DO THIS: Rewrite the items below, replacing every occurrence of "pick out" with "locate" and leaving all other text unchanged.

[Position annotation items]
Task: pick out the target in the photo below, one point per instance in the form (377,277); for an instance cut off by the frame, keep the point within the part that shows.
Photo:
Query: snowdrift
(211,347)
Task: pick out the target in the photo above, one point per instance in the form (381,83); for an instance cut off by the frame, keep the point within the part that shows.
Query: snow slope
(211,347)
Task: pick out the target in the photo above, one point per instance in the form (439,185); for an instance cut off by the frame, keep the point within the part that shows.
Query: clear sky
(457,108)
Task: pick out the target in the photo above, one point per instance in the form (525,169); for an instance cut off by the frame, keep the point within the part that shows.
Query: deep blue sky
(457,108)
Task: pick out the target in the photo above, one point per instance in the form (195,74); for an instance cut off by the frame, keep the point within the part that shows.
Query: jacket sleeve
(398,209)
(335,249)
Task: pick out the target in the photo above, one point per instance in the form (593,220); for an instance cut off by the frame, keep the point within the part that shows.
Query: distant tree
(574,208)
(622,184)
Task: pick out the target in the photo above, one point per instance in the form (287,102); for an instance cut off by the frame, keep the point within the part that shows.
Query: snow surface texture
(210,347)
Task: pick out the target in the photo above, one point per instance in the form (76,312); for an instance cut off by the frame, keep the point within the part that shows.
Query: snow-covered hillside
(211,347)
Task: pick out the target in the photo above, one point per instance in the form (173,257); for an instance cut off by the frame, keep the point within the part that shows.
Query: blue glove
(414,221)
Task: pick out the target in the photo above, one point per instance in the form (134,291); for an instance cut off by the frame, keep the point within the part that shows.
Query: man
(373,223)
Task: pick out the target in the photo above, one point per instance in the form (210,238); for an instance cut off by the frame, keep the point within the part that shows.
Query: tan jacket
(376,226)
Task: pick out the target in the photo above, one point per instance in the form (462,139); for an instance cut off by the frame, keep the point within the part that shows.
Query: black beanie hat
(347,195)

ANSWER BELOW:
Task: locate the target in the photo below, one point per instance in the form (377,277); for an instance cut off by the frame, keep the point within the part that shows.
Photo:
Query: snowdrift
(211,347)
Task: locate the target in the photo above, one point per instance in the form (381,83); for an instance cut off by the frame, keep the point within the part that shows.
Query: snow slope
(211,347)
Task: locate the target in the photo above, one point per instance in the form (439,185); for an instance cut off by the frame, keep the point within the part that shows.
Query: clear sky
(457,108)
Task: locate the target in the photo above, one point per instance in the form (525,169); for an instance cut off by the frame, keep the point within the part that shows.
Query: deep blue sky
(457,108)
Task: locate the target in the photo above, one point per instance in the form (195,74); for an instance cut off by the frame, keep the point within the part that shows.
Query: jacket sleeve
(398,209)
(335,249)
Task: locate the target in the photo above, one point per instance in the form (593,220); for an instance cut off by the frame, keep the point within the part that shows.
Query: distant tree
(574,208)
(622,184)
Task: locate the target in the photo above, one point per instance in the form (287,102); for an instance cut off by the frame, keep the point within the part that shows.
Query: snow surface texture
(210,347)
Task: locate the target in the photo above, one point per instance in the form (76,312); for an instance cut off by the frame, keep the point within the part that shows.
Query: snow-covered hillside
(211,347)
Task: locate the target in the photo above, one point per instance in the form (173,257); for an instance cut off by the frame, keep the point within the part that shows.
Query: blue glove
(414,221)
Task: locate the target in the photo above, one point per instance in the form (134,291); for an instance cut off by the frame, keep the point within the part that shows.
Query: man
(373,223)
Task: locate the target in the photo above, one point per instance in the form (210,238); for an instance cut off by the frame, keep the point within the part that shows.
Query: tan jacket
(376,226)
Task: locate the target in the photo above, one point per instance in the form (462,139); for an instance cut off by the frame, keep the point within the part that shows.
Query: black beanie hat
(347,195)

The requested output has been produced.